[Written task] Beginning with the line where "Target — black puffer jacket" appears, repeat every remaining line of the entries exactly, the last line included.

— BEGIN —

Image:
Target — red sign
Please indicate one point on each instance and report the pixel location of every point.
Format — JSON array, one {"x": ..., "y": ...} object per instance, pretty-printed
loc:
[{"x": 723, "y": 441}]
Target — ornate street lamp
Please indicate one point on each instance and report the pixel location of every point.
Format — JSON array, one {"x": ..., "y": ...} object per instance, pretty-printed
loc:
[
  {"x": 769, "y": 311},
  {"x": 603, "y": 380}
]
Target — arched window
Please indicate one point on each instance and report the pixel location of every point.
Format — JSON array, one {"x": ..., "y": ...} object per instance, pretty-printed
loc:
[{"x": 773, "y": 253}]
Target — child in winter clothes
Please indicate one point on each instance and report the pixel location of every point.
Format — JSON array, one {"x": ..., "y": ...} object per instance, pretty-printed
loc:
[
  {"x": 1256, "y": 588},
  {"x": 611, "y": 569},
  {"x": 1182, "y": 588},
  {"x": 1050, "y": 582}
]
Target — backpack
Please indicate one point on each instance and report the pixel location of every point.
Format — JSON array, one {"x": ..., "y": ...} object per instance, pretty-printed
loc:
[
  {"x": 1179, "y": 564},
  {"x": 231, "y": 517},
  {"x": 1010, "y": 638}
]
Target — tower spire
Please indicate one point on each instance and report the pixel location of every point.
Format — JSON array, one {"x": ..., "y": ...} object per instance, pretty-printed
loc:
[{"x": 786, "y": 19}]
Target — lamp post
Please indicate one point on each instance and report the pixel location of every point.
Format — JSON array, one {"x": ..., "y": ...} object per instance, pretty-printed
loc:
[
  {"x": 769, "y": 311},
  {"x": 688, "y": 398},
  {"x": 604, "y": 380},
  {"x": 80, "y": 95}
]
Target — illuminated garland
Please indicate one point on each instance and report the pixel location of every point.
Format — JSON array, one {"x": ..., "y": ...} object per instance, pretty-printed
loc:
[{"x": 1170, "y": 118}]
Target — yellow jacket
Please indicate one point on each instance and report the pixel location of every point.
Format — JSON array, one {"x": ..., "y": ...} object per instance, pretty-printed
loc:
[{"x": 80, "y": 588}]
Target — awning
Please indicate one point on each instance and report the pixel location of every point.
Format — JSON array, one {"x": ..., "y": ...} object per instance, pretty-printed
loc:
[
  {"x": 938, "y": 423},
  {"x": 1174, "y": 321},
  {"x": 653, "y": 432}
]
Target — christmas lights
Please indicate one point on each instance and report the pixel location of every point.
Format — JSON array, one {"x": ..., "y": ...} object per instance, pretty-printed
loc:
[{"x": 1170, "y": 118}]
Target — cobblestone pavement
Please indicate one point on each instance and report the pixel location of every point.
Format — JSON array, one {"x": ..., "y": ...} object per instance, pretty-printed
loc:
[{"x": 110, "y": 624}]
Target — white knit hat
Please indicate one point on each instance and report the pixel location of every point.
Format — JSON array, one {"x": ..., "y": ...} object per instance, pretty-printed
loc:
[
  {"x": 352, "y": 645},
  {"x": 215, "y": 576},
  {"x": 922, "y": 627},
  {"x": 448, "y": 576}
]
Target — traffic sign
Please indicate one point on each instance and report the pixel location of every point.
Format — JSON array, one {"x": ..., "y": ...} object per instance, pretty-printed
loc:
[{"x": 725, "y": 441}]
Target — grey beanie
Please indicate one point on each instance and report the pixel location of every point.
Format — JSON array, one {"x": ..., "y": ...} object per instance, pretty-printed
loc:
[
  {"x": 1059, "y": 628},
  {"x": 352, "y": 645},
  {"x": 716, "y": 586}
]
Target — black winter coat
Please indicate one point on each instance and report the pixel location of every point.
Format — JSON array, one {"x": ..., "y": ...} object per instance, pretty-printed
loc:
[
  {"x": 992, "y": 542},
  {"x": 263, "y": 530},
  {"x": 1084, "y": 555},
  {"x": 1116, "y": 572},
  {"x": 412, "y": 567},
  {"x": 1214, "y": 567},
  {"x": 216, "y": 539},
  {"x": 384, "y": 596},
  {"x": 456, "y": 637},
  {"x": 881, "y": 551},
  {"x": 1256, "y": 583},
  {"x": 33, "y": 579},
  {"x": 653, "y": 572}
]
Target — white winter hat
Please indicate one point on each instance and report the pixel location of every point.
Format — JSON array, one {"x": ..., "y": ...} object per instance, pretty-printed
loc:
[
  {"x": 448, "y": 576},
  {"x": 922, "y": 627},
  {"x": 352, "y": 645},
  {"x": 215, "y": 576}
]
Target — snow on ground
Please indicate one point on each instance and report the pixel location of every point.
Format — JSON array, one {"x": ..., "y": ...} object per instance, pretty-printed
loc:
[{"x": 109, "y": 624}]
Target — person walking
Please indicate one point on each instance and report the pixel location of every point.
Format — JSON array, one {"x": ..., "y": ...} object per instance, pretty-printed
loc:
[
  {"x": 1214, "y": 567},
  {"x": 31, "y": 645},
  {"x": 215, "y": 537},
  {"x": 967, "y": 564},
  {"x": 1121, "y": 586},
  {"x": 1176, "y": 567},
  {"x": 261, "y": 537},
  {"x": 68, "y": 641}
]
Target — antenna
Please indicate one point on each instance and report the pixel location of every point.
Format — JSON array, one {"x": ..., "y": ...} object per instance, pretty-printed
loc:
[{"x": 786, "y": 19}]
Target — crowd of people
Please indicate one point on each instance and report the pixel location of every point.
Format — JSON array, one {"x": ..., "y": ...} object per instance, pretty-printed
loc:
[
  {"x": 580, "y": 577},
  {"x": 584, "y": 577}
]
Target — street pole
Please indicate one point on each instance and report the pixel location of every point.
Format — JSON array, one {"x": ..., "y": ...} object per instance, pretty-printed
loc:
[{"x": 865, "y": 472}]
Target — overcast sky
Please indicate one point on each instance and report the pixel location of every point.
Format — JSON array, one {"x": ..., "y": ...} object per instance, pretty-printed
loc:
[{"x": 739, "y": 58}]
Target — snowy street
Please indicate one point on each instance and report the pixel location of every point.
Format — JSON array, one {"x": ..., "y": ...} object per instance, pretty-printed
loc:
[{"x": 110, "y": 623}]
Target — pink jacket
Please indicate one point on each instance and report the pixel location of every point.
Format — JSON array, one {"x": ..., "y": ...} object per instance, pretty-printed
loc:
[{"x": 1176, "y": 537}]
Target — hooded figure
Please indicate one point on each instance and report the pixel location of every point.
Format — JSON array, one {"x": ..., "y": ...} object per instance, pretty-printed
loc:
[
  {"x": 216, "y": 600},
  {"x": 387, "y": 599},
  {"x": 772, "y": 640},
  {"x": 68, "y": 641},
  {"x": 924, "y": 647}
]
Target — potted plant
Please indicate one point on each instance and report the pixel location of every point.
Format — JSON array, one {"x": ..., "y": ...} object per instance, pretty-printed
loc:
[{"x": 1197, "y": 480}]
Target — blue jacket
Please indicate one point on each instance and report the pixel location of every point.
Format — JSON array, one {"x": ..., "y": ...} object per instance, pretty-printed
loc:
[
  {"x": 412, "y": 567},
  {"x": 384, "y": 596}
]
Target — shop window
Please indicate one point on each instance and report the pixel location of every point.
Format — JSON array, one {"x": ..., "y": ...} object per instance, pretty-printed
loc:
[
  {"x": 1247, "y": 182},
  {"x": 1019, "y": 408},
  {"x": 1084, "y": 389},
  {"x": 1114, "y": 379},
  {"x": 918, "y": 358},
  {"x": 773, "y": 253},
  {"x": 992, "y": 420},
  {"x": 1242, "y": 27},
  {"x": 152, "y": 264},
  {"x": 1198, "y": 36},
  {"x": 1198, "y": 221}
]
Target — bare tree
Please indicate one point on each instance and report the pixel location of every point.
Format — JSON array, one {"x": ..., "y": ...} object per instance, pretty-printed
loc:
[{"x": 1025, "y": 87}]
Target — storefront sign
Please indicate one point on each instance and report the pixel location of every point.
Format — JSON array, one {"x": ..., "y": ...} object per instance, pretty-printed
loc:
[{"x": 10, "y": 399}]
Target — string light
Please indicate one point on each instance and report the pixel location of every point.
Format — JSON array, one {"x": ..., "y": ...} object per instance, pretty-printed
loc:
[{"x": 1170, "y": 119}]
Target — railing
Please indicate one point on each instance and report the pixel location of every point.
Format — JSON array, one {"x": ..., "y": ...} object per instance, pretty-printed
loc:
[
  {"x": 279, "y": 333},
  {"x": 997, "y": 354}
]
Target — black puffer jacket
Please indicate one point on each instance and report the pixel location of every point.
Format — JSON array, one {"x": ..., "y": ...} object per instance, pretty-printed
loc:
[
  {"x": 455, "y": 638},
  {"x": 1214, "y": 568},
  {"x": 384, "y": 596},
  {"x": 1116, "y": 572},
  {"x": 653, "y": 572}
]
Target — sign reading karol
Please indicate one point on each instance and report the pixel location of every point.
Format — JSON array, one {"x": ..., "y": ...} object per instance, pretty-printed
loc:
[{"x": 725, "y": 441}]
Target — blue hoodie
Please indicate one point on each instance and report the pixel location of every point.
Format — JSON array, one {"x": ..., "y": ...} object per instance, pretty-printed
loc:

— END —

[Answer to this problem]
Target — black puffer jacket
Please indicate one point on each instance and report the pixel location of every point.
Format — JSON array, one {"x": ..., "y": ...} object per instance, pretty-printed
loc:
[
  {"x": 455, "y": 638},
  {"x": 1214, "y": 568},
  {"x": 384, "y": 596},
  {"x": 1116, "y": 572},
  {"x": 653, "y": 572}
]
Target — sign reading karol
Please indicate one point on each instance and report the pixel location of every point.
Format — JSON array, one {"x": ..., "y": ...} object per instance, pretty-printed
loc:
[{"x": 725, "y": 441}]
Target — blue hoodie
Please indicate one point on each instance and report the pixel location of every point.
Format — JSON array, one {"x": ..., "y": ...} object per instance, pretty-printed
loc:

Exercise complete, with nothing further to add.